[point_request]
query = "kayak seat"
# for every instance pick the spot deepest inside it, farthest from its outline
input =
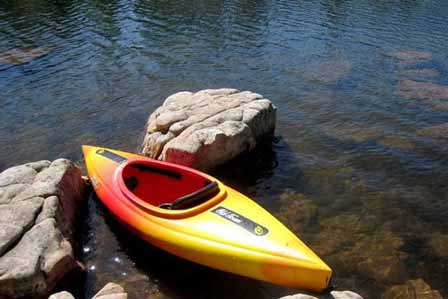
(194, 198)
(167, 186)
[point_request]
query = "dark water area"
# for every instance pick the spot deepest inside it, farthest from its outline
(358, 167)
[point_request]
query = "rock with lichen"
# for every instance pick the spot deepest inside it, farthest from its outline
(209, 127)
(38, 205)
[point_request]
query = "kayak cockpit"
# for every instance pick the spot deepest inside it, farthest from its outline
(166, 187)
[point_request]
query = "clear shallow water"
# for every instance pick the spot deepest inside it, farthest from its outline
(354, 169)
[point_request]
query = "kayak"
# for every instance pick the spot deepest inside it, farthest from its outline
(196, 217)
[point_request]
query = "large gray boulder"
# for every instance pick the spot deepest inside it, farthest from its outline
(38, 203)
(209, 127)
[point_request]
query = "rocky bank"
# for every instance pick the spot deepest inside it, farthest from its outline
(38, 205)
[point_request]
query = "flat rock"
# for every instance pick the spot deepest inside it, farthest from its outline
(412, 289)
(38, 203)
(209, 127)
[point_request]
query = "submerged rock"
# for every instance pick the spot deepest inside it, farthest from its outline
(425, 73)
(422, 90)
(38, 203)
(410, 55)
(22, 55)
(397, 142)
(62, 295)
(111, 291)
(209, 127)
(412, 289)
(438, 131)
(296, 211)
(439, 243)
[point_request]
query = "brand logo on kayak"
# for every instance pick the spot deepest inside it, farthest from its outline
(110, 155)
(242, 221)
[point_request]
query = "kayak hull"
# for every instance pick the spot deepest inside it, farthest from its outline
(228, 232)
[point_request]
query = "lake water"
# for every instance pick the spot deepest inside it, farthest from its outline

-- Task goal --
Write out each line again precisely as it appears, skipping every picture.

-- Result of the exercise --
[point_request]
query = "kayak seat"
# for every instance pick the spot deepest inside it, farthest from its outline
input =
(194, 198)
(167, 186)
[point_request]
query = "dark water area"
# for every instance pick the spot deepest inside it, farthest from its outline
(358, 167)
[point_request]
query = "rock with lichen"
# for every instance pick the spot deepest inside it, farthest from its outline
(209, 127)
(38, 205)
[point_request]
query = "kayak cockpit"
# for every instance pick the spot deepest inside it, farthest from its outline
(166, 187)
[point_request]
query = "clear shallow water"
# for every instance pick the spot deepest inside it, farthest from its outline
(354, 169)
[point_request]
query = "kayak"
# for every instance pick the spot deepest inside it, farthest from its outline
(196, 217)
[point_request]
query = "large gray boulder"
# for every instance pick the spot deepest inside it, farthest from its outline
(38, 203)
(209, 127)
[point_request]
query = "rocky bank"
# for every instance pick the spot deepest inside it, farthest from its outline
(38, 205)
[point_request]
query = "flat rock"
# for every instance pick the spot deepest inside it, farthest from its outline
(412, 289)
(38, 203)
(209, 127)
[point_request]
query = "submerged rock"
# for every instance pick the spot deepest inside it, farthest from its outline
(425, 73)
(422, 90)
(38, 203)
(410, 55)
(22, 55)
(397, 142)
(62, 295)
(111, 291)
(209, 127)
(412, 289)
(438, 131)
(296, 211)
(439, 243)
[point_request]
query = "brand logo on kayak"
# for every instance pick the spot deepest inside it, farthest from its outline
(110, 155)
(242, 221)
[point_request]
query = "kayak hull"
# for every instance pick the spot deepest inside it, farthest from its outline
(228, 232)
[point_request]
query = "lake water"
# for every instance pick the spot deepest inside it, farthest from its outline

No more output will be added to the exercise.